-- Provided passage --
************
Friday, June 27, 2014

Munchkin Invasion!



 
 

 

Cats and Dogs 

 

(It’s slow in GSE land; summer always is. So I am examining some recent issues and personalities and adding one or two additional perspectives. But the major reason for this approach is that “Camp Maloni” began four days ago. That’s the annual, three week event when 6 Maloni grandchildren—three from the west coast and three from the east coast--arrive to delight and bedevil Gram and Grampa. We go swimming, horseback riding, tent camping, eat a thousand popsicles, go berry picking, go to the toy store about 40 times, make “Somemores,” suffer minor injuries, fight with one another and drive up Grampa’s blood pressure, but also produce some loveable and unforgettable moments making it all worthwhile. Unless something earth shattering happens, the blog will go on a brief vacation at least until Camp Maloni ends.)

 

Scott Garrett Performs for the FSR 

I don’t know Rep. Scott Garrett (R-NJ), Chairman of the House   Financial Services Committee Subcommittee on Capital Markets and Government Sponsored Enterprise. He arrived on the scene, after I left. But people I respect said—despite being very conservative--he was a pretty smart guy and “good on housing issues.” 

I looked forward to reading his speech delivered last week to the Financial Services Roundtable, hoping to see some enlightenment or even some progressive thinking.

Nope, didn’t happen, wasn’t to be; my friends are/were wrong. I was disappointed when I went through his prepared remarks.
 

He Ignores Similar Chamber Actions
 

In addition to bad form dumping all over a recent committee colleague, former Rep. Mel Watt, Garrett’s words displayed very little analytical content, quite the contrary.
 

Garrett just threw red meat to the bank lions. 

The Congressman hurled the obligatory partisan brickbat at the Senate D majority and its leadership for the Senate Banking Committee’s failure to report the CWJC legislation with enough votes to drive it to the Senate floor.  

He blamed liberal Senators for not backing the legislation to do away with Fannie and Freddie, but seemed to miss a gaggle of very conservative committee R’s, as well, who opposed the CWJC bill. 

Less than adroitly, he then tripped over another uncomfortable fact. 

After eviscerating the Senate and Leader Harry Reid for not passing the CWJC bill, Garrett bragged about the bill his full House Committee produced, the so-called PATH ACT, sponsored and shaped by Committee Chairman Jeb Hensarling (R-Tex.), which would end F&F and turn the mortgage world over to the banks.

 

Rep Garrett, despite all of the abuse he heaped on Reid and D Senators, glazed over or forgot that his Banking Committee barely approved PATH and with insufficient votes to propel it to the House floor, virtually matching the Senate committee’s shortcoming.  

Both Banking Committees approved a mortgage reform bill but neither had their bill go to the floor. Goose and Gander? And the Senate’s margin of victory was far greater than the House’s votes for PATH.
************
-- Input for this task --

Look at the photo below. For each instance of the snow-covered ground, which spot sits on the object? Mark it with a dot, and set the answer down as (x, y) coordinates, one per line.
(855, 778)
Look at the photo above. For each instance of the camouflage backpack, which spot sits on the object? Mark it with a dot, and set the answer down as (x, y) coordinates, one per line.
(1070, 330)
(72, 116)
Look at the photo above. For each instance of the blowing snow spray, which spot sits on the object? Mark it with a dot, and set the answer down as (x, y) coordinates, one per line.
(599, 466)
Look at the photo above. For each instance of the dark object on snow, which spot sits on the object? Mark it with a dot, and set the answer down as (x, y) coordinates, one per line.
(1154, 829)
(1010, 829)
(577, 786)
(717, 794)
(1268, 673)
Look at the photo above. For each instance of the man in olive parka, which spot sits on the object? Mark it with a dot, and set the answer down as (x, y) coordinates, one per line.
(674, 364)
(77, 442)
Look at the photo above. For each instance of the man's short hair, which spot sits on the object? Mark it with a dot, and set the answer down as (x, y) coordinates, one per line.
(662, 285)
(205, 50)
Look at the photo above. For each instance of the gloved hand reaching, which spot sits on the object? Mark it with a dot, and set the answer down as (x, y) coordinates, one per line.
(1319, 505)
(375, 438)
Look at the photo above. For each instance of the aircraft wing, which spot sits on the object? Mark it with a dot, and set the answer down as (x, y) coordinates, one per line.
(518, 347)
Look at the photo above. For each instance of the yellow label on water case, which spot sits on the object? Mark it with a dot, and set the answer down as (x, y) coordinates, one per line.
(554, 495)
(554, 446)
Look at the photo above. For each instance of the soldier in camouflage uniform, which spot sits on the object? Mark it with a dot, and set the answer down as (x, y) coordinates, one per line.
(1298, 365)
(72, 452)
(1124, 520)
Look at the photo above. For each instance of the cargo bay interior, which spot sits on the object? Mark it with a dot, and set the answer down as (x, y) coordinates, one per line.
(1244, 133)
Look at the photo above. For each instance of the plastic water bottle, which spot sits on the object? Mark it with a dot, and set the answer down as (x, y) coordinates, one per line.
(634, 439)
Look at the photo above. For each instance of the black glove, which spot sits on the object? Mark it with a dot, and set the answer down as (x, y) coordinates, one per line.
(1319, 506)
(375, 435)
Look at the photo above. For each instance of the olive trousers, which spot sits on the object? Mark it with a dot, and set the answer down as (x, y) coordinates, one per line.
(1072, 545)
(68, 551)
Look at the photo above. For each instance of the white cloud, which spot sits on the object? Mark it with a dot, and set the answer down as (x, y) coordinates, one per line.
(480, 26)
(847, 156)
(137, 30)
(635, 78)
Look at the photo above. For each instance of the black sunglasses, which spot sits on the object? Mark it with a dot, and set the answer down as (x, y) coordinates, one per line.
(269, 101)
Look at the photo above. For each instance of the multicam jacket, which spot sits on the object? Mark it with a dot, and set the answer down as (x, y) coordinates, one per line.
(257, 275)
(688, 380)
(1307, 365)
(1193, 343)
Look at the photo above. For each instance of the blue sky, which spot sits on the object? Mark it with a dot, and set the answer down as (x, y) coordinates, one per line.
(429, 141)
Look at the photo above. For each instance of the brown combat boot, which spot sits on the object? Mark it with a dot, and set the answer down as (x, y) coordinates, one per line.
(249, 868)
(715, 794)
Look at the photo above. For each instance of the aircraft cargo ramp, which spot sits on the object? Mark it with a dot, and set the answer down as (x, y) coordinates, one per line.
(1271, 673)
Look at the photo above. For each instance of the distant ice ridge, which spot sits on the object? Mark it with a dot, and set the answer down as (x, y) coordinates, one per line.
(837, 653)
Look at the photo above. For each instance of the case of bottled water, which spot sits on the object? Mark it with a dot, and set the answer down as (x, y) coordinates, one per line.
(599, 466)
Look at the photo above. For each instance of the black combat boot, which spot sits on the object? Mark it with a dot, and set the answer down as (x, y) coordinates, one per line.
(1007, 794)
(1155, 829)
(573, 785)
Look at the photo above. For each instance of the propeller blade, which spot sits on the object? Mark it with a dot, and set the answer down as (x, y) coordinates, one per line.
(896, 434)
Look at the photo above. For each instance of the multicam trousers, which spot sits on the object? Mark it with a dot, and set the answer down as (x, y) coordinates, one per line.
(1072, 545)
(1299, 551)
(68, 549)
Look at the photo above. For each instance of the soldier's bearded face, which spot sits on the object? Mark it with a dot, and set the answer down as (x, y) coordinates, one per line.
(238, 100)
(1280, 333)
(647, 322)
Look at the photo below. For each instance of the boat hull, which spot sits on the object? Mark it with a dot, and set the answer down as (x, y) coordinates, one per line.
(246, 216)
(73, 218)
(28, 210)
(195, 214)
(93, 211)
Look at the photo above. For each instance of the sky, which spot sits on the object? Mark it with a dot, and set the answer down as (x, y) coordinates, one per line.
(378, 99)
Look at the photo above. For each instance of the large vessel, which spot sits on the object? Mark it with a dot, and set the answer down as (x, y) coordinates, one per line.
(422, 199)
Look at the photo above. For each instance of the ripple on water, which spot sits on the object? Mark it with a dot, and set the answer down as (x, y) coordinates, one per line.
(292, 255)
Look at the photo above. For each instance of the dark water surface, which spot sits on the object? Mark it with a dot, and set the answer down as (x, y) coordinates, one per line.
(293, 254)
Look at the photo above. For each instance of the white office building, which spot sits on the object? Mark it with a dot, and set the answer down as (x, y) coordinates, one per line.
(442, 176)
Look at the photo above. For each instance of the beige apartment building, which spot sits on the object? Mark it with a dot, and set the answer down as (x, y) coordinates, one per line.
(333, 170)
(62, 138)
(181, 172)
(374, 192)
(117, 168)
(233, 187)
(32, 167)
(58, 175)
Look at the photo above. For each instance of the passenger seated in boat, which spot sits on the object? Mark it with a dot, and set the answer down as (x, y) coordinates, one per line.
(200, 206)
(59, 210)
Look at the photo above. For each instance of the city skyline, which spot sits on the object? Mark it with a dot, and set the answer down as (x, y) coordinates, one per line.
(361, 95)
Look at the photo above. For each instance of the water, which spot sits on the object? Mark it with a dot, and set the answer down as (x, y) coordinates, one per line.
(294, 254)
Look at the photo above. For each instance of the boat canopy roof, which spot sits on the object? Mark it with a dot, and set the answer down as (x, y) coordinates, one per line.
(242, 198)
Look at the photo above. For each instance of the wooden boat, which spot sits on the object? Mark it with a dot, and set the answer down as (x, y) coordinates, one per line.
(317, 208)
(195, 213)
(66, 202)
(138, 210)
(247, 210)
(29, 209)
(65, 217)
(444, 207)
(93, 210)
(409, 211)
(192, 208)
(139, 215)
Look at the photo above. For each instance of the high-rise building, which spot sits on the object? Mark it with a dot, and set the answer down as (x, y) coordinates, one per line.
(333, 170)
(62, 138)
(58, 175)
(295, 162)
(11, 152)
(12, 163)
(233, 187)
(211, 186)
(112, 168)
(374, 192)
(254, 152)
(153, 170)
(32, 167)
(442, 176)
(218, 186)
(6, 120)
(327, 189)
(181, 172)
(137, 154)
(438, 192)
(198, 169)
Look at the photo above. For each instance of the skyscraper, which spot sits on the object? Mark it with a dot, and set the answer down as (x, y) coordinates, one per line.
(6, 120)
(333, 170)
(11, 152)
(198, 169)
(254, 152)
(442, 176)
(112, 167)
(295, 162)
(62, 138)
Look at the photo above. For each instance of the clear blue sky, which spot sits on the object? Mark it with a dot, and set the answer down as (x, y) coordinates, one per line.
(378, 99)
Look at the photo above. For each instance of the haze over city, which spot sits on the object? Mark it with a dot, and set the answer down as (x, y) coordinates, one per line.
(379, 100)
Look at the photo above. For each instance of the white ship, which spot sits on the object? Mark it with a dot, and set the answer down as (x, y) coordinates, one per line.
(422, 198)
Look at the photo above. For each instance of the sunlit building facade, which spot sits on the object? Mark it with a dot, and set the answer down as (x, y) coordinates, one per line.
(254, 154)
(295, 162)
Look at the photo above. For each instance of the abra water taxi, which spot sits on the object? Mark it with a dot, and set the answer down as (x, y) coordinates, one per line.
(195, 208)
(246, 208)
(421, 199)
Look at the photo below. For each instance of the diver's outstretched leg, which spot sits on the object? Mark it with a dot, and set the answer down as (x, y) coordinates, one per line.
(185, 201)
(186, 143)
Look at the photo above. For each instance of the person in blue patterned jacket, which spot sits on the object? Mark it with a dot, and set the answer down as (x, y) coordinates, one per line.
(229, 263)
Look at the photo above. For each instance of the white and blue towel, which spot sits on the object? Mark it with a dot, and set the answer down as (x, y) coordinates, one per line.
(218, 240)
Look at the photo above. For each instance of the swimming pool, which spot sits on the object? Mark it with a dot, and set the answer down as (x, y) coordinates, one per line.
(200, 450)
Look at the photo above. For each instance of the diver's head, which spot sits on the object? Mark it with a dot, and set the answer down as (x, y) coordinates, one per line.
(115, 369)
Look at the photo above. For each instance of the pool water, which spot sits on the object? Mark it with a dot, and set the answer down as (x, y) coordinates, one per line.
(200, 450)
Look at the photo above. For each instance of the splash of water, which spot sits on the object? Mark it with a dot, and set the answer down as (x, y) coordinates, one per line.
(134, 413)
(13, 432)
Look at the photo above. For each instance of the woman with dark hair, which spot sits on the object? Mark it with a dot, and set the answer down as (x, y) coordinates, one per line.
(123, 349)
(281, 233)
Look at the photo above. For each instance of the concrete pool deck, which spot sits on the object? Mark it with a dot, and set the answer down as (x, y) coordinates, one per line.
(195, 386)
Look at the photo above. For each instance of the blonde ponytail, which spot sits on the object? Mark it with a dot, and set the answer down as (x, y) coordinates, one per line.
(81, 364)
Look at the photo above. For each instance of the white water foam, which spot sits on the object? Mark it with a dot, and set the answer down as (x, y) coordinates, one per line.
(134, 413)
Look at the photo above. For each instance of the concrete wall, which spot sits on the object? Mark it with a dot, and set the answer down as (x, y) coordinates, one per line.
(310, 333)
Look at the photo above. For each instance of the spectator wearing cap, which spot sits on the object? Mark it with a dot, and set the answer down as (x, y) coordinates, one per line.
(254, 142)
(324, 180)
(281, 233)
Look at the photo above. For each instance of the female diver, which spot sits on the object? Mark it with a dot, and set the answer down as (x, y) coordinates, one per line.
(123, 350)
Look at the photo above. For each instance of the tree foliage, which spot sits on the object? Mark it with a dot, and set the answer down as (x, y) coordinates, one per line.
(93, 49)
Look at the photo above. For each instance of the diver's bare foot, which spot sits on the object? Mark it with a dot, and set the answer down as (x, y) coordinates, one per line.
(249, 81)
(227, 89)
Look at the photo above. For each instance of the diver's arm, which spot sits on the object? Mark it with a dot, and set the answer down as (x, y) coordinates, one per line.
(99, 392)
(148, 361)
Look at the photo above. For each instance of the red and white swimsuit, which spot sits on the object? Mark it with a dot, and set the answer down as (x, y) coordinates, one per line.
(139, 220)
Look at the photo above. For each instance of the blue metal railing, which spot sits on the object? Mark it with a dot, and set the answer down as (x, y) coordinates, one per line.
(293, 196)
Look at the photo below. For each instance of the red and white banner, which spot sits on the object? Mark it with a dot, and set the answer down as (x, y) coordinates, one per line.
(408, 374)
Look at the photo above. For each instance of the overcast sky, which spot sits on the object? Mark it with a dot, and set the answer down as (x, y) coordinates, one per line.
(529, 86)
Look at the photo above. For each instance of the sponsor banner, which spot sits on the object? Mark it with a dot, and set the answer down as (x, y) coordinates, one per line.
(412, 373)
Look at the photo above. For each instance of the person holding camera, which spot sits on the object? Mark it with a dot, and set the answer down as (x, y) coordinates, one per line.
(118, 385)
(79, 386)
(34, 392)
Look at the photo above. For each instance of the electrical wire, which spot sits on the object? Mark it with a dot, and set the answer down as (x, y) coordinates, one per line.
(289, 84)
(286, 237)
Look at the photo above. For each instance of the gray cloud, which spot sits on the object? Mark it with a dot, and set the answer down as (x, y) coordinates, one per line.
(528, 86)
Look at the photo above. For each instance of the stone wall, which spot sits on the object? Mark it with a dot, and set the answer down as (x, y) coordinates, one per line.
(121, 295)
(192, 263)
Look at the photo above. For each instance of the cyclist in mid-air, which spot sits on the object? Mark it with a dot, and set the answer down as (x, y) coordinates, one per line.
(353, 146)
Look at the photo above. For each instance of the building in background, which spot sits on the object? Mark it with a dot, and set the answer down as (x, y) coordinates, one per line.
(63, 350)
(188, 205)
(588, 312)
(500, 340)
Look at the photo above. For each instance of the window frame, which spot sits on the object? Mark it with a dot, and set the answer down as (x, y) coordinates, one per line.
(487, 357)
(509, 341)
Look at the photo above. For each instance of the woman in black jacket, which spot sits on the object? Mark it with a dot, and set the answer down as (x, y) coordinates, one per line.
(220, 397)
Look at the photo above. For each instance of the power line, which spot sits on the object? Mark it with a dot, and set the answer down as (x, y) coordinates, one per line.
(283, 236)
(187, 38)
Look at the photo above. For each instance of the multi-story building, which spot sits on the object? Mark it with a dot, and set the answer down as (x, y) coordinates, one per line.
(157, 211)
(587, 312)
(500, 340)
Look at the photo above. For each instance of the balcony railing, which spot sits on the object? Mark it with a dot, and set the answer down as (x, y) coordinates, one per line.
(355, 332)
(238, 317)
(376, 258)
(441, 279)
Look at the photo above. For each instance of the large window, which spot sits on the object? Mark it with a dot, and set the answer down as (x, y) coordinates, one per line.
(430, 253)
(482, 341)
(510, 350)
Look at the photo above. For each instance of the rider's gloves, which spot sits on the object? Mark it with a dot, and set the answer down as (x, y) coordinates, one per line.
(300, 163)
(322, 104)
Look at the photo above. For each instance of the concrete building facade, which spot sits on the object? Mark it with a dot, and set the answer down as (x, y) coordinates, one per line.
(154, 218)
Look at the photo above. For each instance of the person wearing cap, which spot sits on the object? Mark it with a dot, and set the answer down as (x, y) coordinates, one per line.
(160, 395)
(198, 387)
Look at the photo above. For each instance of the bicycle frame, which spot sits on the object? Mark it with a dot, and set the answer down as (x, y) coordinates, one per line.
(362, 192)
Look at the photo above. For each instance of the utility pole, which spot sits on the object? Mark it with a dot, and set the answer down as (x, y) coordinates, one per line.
************
-- Written task 1 --
Replace "brickbat" with "insult" in the blog post from "I looked forward" to "the Senate floor.", and give that stretch of the blog post back.
-- Written task 2 --
Count the lines of the records that contain the string "banner", with case counting, and give only the number.

-- Exercise output 1 --
I looked forward to reading his speech delivered last week to the Financial Services Roundtable, hoping to see some enlightenment or even some progressive thinking.

Nope, didn’t happen, wasn’t to be; my friends are/were wrong. I was disappointed when I went through his prepared remarks.
 

He Ignores Similar Chamber Actions
 

In addition to bad form dumping all over a recent committee colleague, former Rep. Mel Watt, Garrett’s words displayed very little analytical content, quite the contrary.
 

Garrett just threw red meat to the bank lions. 

The Congressman hurled the obligatory partisan insult at the Senate D majority and its leadership for the Senate Banking Committee’s failure to report the CWJC legislation with enough votes to drive it to the Senate floor.

-- Exercise output 2 --
2